> [Quoted passage]

Flag raised on deals to duck taxes

U.S. firms set up abroad, avoid hit

Thursday, July 17, 2014

The Obama administration is calling for immediate congressional action to stop U.S. companies from using cross-border mergers to escape the country's tax system, the latest trend in corporate deal-making.

In a letter calling for a "new sense of economic patriotism," Treasury Secretary Jacob Lew said Congress should pass tax changes retroactive to May.

"We should prevent companies from effectively renouncing their citizenship to get out of paying taxes," Lew wrote in the letter to top congressional tax writers, which was dated Tuesday and obtained by Bloomberg News. "We should not be providing support for corporations that seek to shift their profits overseas to avoid paying their fair share of taxes."

The mergers used to legally avoid taxes, known as inversion transactions, have become increasingly popular over the past year, particularly in the pharmaceutical industry. Companies including Minneapolis-based Medtronic Inc. and Canonsburg, Pa.-based Mylan Inc. have announced plans to move their legal addresses outside the U.S.

Pfizer Inc., based in New York, attempted to move its tax address to the United Kingdom by purchasing London-based AstraZeneca Plc.

> [Given data]
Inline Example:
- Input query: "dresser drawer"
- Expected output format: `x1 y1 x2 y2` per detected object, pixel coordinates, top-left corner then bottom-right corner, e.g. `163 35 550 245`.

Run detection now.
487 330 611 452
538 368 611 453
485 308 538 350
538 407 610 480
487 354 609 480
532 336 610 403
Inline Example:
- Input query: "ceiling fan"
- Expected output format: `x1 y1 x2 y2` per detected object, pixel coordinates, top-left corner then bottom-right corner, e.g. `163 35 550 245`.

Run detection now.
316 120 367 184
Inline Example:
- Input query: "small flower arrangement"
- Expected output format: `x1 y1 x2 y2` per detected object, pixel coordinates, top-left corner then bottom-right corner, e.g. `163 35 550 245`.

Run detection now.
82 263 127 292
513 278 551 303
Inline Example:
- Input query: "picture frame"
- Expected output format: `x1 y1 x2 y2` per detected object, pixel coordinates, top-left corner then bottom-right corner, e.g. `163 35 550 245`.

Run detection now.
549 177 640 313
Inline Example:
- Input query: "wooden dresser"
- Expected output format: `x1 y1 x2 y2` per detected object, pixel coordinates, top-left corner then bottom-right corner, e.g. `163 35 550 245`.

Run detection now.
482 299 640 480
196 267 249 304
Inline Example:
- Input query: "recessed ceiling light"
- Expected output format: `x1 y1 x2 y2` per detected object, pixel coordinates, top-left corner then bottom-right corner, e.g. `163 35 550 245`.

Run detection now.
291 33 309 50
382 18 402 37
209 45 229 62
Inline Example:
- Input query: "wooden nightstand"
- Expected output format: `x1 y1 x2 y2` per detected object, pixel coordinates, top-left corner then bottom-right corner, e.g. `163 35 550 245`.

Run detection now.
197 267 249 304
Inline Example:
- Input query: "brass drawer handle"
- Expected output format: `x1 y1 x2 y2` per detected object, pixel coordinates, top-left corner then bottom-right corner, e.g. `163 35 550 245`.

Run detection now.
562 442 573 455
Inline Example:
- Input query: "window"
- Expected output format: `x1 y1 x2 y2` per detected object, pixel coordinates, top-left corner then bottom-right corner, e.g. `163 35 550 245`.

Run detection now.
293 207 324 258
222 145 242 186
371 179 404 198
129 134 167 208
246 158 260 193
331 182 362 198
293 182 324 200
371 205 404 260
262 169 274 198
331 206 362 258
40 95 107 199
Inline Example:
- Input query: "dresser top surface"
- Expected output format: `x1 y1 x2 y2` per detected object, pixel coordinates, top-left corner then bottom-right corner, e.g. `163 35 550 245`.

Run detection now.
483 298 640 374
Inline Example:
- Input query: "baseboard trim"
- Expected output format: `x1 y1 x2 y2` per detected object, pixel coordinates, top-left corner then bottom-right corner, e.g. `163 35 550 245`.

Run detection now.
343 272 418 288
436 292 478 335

...

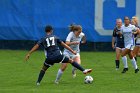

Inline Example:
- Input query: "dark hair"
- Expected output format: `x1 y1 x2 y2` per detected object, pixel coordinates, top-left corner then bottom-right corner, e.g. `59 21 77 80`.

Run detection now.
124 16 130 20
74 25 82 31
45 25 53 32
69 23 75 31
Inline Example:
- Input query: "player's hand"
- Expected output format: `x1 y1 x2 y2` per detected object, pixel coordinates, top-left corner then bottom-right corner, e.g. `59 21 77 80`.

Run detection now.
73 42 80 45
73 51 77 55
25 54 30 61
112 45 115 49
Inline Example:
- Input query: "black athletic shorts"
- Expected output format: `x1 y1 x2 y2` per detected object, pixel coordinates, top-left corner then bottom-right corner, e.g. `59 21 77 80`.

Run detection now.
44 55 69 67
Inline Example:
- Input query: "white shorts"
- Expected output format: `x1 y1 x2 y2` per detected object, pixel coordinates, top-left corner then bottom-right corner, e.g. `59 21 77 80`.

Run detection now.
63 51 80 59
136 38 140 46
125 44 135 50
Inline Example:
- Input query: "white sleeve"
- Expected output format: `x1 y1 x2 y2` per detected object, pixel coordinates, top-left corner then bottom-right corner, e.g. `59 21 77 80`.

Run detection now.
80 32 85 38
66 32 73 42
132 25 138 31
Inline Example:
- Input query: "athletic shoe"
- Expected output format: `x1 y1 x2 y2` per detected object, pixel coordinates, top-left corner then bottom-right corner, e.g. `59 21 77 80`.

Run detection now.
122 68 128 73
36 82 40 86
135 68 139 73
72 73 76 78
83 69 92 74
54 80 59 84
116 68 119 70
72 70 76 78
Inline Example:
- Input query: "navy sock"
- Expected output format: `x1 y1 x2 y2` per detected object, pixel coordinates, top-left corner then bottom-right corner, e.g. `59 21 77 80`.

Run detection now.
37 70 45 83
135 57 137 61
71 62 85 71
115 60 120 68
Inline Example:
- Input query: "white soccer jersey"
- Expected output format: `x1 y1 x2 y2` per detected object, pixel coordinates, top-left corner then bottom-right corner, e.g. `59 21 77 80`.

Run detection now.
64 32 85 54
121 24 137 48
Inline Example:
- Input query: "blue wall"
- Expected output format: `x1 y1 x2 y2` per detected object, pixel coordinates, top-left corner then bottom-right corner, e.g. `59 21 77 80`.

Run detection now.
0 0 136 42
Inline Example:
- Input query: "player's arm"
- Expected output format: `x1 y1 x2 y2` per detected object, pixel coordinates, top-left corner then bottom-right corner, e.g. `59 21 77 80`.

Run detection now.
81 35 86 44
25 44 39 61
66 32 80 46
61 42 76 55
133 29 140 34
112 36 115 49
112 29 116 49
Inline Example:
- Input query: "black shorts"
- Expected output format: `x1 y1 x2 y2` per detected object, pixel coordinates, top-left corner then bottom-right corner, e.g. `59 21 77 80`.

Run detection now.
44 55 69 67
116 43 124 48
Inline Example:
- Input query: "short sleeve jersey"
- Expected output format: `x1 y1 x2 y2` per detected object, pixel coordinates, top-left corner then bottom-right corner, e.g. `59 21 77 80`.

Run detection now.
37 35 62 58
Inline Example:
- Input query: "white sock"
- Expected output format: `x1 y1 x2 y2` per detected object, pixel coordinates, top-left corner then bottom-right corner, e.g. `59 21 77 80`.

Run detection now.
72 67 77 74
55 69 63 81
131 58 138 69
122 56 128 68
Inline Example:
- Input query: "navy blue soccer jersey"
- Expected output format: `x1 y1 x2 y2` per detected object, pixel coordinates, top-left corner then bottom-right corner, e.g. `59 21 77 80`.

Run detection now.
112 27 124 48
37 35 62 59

...

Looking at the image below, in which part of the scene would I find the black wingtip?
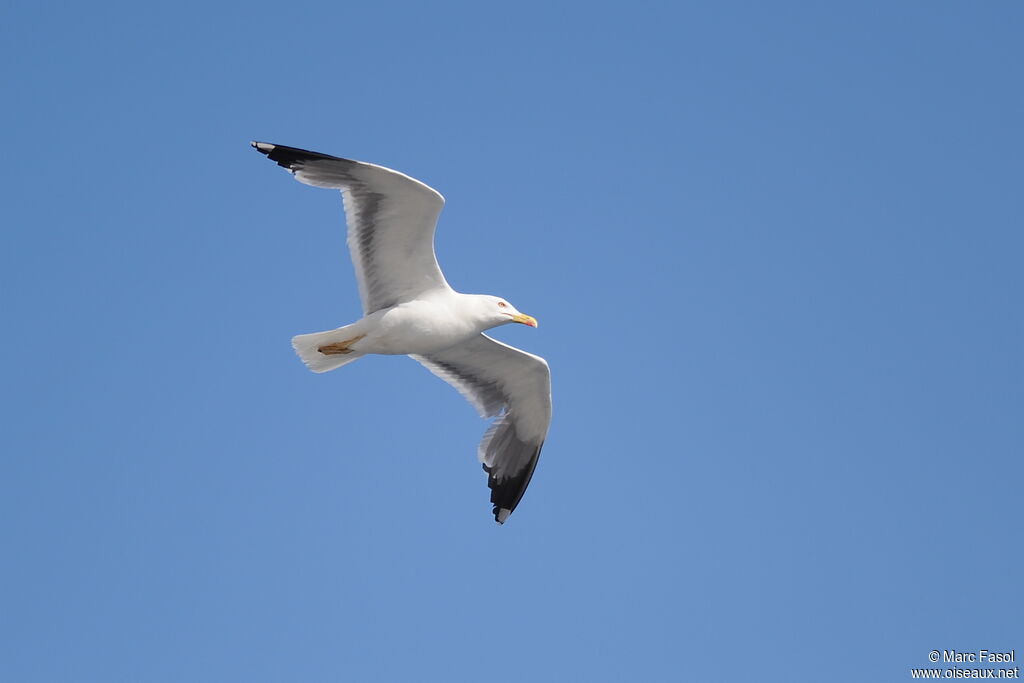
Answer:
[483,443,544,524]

> [Exercise 1] In the article on tax-avoiding mergers, what reason does Lew give for saying the government should not support certain corporations?
> [Exercise 2] Print the stretch of the article on tax-avoiding mergers from "The Obama administration" through "in corporate deal-making.".

> [Expected output 1] Lew says those corporations seek to shift their profits overseas to avoid paying their fair share of taxes.

> [Expected output 2]
The Obama administration is calling for immediate congressional action to stop U.S. companies from using cross-border mergers to escape the country's tax system, the latest trend in corporate deal-making.